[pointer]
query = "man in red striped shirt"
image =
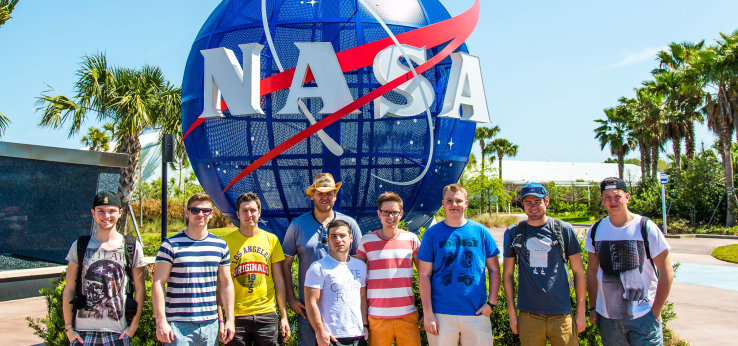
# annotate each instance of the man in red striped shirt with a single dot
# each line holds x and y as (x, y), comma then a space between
(390, 254)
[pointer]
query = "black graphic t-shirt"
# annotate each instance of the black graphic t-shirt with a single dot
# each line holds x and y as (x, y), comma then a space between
(104, 283)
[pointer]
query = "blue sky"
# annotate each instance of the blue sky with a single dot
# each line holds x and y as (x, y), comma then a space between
(549, 67)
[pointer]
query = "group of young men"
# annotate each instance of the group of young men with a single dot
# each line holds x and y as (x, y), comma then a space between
(354, 289)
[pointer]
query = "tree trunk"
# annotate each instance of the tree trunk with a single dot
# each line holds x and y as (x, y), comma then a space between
(689, 140)
(132, 146)
(676, 145)
(645, 158)
(499, 162)
(654, 160)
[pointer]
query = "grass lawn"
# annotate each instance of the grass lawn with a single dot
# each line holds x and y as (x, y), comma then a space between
(728, 253)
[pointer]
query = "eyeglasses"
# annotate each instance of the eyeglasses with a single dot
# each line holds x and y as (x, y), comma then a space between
(205, 211)
(534, 189)
(386, 213)
(323, 234)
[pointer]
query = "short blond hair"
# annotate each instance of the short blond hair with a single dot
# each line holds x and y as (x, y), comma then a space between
(455, 188)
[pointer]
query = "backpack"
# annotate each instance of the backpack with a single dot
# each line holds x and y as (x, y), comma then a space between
(644, 235)
(80, 301)
(519, 238)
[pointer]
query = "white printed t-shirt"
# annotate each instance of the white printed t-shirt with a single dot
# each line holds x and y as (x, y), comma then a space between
(624, 267)
(340, 286)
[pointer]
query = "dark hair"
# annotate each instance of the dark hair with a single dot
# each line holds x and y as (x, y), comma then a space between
(199, 197)
(338, 223)
(389, 196)
(248, 197)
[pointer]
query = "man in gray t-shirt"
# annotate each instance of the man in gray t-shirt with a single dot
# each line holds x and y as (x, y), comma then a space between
(307, 238)
(543, 278)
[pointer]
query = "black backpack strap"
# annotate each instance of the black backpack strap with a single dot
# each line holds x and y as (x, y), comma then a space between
(558, 233)
(593, 230)
(130, 250)
(644, 235)
(518, 239)
(82, 242)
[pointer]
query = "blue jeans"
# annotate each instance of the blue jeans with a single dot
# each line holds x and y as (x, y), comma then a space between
(305, 332)
(644, 330)
(194, 333)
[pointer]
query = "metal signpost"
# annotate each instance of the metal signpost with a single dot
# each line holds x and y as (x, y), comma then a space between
(663, 178)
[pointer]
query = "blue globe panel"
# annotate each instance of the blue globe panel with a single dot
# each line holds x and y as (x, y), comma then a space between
(390, 148)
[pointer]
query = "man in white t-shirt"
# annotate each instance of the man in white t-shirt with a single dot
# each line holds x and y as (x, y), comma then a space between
(335, 292)
(629, 273)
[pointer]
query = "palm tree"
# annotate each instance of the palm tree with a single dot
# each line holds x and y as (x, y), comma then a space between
(132, 100)
(502, 147)
(719, 67)
(615, 131)
(483, 135)
(97, 139)
(6, 8)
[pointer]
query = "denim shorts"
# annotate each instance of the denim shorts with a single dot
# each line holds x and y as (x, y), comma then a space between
(194, 333)
(644, 330)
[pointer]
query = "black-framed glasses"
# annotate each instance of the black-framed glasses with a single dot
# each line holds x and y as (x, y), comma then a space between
(392, 213)
(195, 210)
(533, 189)
(323, 234)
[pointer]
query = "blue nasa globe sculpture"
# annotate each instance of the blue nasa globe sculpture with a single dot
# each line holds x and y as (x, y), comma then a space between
(374, 153)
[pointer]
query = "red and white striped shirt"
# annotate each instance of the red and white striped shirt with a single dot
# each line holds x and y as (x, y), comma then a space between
(390, 273)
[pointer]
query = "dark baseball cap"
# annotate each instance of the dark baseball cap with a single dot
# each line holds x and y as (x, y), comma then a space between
(613, 183)
(106, 198)
(533, 189)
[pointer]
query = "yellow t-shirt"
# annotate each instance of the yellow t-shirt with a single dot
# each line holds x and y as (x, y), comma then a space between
(251, 261)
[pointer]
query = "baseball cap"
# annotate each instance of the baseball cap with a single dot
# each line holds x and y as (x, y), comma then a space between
(106, 198)
(533, 189)
(613, 183)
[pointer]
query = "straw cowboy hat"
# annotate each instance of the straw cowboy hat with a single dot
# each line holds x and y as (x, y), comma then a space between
(323, 182)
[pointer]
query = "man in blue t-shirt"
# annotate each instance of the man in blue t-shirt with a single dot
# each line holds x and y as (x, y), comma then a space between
(538, 247)
(453, 256)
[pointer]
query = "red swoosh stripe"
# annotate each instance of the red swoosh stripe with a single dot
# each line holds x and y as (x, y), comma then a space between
(362, 56)
(463, 25)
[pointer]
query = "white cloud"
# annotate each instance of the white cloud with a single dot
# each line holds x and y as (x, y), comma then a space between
(646, 54)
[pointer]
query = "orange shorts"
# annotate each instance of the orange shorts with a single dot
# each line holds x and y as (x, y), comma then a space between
(403, 331)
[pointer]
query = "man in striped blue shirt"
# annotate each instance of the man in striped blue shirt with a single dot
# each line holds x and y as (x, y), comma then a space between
(195, 266)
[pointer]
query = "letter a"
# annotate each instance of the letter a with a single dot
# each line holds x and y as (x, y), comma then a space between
(465, 91)
(240, 87)
(321, 59)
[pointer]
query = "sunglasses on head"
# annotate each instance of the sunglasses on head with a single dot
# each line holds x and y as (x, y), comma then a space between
(534, 189)
(205, 211)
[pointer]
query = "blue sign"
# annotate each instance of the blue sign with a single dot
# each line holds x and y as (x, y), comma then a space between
(257, 117)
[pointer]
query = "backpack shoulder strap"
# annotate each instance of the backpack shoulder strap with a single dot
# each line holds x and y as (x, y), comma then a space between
(644, 235)
(593, 230)
(558, 233)
(518, 239)
(130, 250)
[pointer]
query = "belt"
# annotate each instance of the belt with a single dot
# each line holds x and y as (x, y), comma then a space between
(544, 315)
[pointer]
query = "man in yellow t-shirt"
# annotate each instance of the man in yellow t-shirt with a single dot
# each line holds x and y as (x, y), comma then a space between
(257, 278)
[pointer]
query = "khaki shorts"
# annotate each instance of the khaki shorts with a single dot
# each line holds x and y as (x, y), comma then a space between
(403, 331)
(534, 329)
(472, 330)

^^^^^^^^^^^^^^^^

**Exercise requirements**
Show every line of the records that contains the string "white".

**Final result**
query = "white printed t-shirt"
# annotate each instance of the white printed t-shirt with a single dot
query = "man in white t-shirt"
# annotate each instance of the man in white t-shirt with a single dot
query = "red and white striped shirt"
# annotate each instance of the red and white striped shirt with a single dot
query = "white cloud"
# annotate each instance of the white cloud with a single dot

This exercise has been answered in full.